- MATERIAL PROVIDED
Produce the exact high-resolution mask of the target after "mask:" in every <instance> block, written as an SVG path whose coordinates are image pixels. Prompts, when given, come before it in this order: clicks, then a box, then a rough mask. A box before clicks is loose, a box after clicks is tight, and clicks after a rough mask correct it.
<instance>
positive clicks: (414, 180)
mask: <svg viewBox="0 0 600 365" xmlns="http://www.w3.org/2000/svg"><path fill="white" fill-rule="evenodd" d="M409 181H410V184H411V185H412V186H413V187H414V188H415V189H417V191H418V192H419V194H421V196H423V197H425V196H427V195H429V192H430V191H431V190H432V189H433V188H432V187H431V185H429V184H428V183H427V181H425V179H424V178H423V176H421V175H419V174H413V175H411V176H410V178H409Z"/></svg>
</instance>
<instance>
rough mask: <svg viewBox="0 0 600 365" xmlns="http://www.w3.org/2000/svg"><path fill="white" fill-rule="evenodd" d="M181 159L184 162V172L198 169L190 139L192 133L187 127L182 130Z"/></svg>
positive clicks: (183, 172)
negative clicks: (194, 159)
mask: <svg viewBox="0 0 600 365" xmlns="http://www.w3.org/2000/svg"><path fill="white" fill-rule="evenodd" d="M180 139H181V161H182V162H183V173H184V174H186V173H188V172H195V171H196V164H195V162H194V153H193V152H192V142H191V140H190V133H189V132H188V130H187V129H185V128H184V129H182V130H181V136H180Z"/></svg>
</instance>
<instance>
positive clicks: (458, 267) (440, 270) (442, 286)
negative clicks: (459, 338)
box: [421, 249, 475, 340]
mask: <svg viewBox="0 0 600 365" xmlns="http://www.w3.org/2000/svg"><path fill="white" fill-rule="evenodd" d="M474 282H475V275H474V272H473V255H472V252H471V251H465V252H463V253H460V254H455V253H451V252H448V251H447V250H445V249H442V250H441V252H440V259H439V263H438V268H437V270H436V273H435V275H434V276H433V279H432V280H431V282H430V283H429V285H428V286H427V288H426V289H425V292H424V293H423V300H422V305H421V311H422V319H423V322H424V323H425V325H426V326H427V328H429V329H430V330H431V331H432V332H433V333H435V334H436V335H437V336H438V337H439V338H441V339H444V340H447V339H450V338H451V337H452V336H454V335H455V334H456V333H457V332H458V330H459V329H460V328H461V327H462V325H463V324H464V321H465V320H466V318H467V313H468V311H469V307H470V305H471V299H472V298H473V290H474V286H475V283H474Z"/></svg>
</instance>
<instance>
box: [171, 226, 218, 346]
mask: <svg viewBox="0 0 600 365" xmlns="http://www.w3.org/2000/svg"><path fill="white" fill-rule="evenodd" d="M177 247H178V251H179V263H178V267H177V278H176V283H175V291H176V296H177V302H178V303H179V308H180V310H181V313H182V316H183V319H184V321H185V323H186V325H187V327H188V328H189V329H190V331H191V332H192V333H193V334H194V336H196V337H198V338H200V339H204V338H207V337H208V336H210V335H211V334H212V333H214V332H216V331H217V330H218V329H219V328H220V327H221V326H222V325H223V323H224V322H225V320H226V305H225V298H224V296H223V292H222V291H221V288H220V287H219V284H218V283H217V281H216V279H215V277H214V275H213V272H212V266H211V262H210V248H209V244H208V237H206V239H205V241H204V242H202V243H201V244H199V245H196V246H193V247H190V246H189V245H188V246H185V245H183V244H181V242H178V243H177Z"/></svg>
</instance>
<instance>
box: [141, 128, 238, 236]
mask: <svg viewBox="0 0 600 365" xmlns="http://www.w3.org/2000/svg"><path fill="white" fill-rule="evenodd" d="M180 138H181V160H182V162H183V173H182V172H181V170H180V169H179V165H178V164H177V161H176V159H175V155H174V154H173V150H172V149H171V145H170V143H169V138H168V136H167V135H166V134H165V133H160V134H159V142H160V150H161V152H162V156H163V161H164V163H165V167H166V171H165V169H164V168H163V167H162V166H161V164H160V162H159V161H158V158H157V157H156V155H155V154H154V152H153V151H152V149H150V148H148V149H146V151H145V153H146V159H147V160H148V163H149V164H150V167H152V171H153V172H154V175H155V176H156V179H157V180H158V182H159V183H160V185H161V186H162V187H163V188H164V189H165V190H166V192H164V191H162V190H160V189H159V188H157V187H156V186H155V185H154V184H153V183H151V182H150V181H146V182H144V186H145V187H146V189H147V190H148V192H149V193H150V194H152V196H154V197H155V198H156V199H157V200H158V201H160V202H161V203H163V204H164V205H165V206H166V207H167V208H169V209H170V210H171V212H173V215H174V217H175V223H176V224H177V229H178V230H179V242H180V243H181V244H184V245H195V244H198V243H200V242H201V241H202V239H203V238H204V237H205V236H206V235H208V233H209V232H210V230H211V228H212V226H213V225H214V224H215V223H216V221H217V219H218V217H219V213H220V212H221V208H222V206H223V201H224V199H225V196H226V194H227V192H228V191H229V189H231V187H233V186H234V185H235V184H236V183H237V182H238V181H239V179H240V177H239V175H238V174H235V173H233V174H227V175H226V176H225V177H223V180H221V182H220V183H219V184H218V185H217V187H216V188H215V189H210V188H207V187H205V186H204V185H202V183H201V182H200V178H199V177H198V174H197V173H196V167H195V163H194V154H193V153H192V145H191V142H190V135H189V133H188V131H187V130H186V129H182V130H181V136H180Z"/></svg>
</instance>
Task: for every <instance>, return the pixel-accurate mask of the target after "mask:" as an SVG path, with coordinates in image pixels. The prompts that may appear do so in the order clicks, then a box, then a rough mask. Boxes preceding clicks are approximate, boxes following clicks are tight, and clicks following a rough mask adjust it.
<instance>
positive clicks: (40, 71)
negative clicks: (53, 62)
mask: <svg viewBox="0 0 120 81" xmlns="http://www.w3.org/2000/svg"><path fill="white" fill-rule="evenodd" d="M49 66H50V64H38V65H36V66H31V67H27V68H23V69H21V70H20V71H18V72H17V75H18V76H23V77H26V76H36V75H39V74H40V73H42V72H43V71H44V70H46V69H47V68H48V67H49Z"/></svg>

- WORK REQUIRED
Say how many lines of the entries above include the word "every", giving the number alone.

- RESPONSE BELOW
2